I am going to pose the question to VWoC and we'll see what their "official" response is. Stay Tuned Eos fans!
Kevin


----------



## PanEuropean (Nov 3, 2001)

*Re: IS it safe to use 89 Octane instead of 93 at my local US gas station?? (just4fun)*


_Quote, originally posted by *just4fun* »_...I have to ask the question, which documentation takes precedence, the fuel door sticker, or the owners manual.

Hi Kevin:
That is actually a thoughtful and very appropriate question.
The sticker on the fuel cap door is engine-specific. I know this from having done a bit of research on the subject in the Phaeton forum... there are about 20 different fuel specification stickers available for the Phaeton, depending on what engine is fitted and what market region the car is being shipped to.
The owner manual, on the other hand, is kind of generic in the way it discusses fuel requirements, excepting the very last booklet in the owner manual that actually documents technical specifications for the car (for example, liquid quantities, weights, measurements, and so forth). That very last section will probably contain a fuel specification for each of the different engines that are offered in the market region that the manual addresses. So, I would personally prioritize the information as follows:
*1)* Fuel cap sticker,
*2)* Specifications section of owner manual (list of engine specs, etc. at back of book)
*3)* General information section of owner manual.
But, that is just my own personal opinion.
Michael


----------



## PanEuropean (Nov 3, 2001)

*Re: IS it safe to use 89 Octane instead of 93 at my local US gas station?? (PanEuropean)*

However, here is something that argues exactly the opposite of what I have been saying all along - it is an excerpt from a VW of America technical publication entitled "Eos Quick Specs Guide", published August 2006, that addresses fuel requirements for the BPY engine. The 3.2 liter engine is not discussed in this publication.
Be aware that although it is a US publication, the European measuring index for knock resistance has been used. So, subtract about 4 units from the number to approximate the USA measuring index (anti-knock rating) for fuel.
Michael


----------



## just4fun (Oct 29, 2006)

*Re: IS it safe to use 89 Octane instead of 93 at my local US gas station?? (PanEuropean)*


_Quote, originally posted by *PanEuropean* »_However, here is something that argues exactly the opposite of what I have been saying all along - 

You just have to love it when things are so straight forward, simple, and easy to understand.................






















Kevin


----------



## Pelican18TQA4 (Dec 13, 2000)

*Re: IS it safe to use 89 Octane instead of 93 at my local US gas station?? (rebchief)*

Why are there debates about using regular vs. premium?? If you don't want to put premium in your tank (like the owner's manual recommends and which the engine will thank you for), then go buy a car that recommends regular, period. Besides, the difference in cost is all but negligible when you factor in spending literally a couple dollars more per tank. If you can't afford that extra couple dollars then perhaps you can't really afford the car you bought.
I've had this argument with my Aunt plenty of times because she insists that her Passat 1.8T runs fine on regular. Is that why the ECU sets misfire codes almost every time she's been running regular for a couple tanks and it's NEVER occurred while running 91 min.?
Ok, stepping down from the soapbox


----------



## PanEuropean (Nov 3, 2001)

*Re: IS it safe to use 89 Octane instead of 93 at my local US gas station?? (Pelican18TQA4)*

I don't think we are debating whether or not to follow the instructions, instead, we are trying to figure out how to _interpret _the instructions. At least, that's how I understand the thread to be - perhaps look the whole thread over again (read it from the top), and let me know what you think we have been discussing.

Detection annotation records
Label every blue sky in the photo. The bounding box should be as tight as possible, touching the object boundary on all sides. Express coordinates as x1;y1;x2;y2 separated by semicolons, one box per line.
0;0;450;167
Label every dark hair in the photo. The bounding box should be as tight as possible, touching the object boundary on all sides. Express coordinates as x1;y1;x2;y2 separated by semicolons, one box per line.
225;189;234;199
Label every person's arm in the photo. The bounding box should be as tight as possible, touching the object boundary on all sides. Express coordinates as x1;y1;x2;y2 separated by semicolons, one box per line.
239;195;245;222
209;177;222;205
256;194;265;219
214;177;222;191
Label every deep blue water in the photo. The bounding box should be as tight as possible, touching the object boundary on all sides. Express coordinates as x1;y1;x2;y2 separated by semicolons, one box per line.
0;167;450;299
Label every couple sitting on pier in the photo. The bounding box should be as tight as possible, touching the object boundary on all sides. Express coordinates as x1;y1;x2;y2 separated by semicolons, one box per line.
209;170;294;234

* **THINGS TO DO**
1. In the forum thread about octane, why does Michael rank the fuel cap door sticker above the owner manual? Answer in one to three sentences.
2. List the sources of fuel information that Michael ranks in the octane forum thread, in his order of priority.
3. Carry on the forum thread about octane from the point where it ends.

* **PER-TASK ANSWERS**
1. The sticker on the fuel cap door is engine-specific, and there are about 20 different fuel specification stickers for the Phaeton depending on the engine and market region. The owner manual discusses fuel requirements in a generic way, except for its final technical specifications section.

2.
1) Fuel cap sticker
2) Specifications section of the owner manual (list of engine specs, etc. at the back of the book)
3) General information section of the owner manual

3.
Michael


----------



## sydeos (Dec 30, 2006)

My experience with BMW mirrors Michael's and what I have read in other manufactures information.
In Australia we use the European RON system so all figures will reflect that. The BMW recommends 98RON but states that 95RON is acceptable and that 91RON can be used when nothing else is available.
This is saying that the engine will operate or run normally but that performance will be degraded below the optimum figures.
The manufacturer will usually quote the power and torque figures for the engine based on operating the engine on the recommended fuel grade. In my case 98RON, if you use a lower fuel grade then you will get a lower power and torque output from the engine.
However I noted the other day on the specifications for the Astra Twin Top that the power and torque figures were quoted on using 91RON and that higher figures were available using a higher grade of fuel. Just what they might be was not specified. I guess they believe from a marketing point of view they are better off specifying regular grade fuel usage instead of higher power outputs








But as Michael said the maximum performance for your engine will only come using the highest recommended grade for your engine. It will not deliver a higher output using a higher fuel grade that it was not designed to use. And if you use a lower grade you will get a lower level of performance from your engine. 
Like most things in life you never get something for nothing, it always costs something


----------



## PanEuropean (Nov 3, 2001)

*Re: (sydeos)*


_Quote, originally posted by *sydeos* »_But as Michael said the maximum performance for your engine will only come using the highest recommended grade for your engine. 

The issue that I am still not sure about is whether the nuance is 'you will only get *maximum *performance' if you use the recommended grade, or 'you will only get *optimum *performance' if you use the recommended grade.
In the case of my engine (the W12), the answer is very clear, I will only get *maximum *performance if I use the higher of the two grades. The engine will still perform well on the lower grade and no cautions are offered. Maybe I might be looking too closely at the wording, or perhaps trying to split hairs too finely, however, I wonder if for some engines, you get less than *optimum *performance with lower grades. In other words, do your exhaust emissions go up if you use lower grades, or would your overall fuel economy (dollars spent per mile driven) go down if you use lower grades?
That is the part that perplexes me.
Michael


----------



## flubber (Sep 12, 2005)

*Re: IS it safe to use 89 Octane instead of 93 at my local US gas station?? (EOSmage)*


_Quote, originally posted by *EOSmage* »_Question: Is there anyone in the forum that plans on using nothing but the low-grade fuel? It might be interesting to compare engine service/maintenance over a longer term with that of someone who uses nothing but the "good stuff". Anyone ready for a 5 year investigative investment?

Another interesting test--and a much quicker one to do







--would be to see if part of the reduced performance for lower octane gas is lower gas mileage.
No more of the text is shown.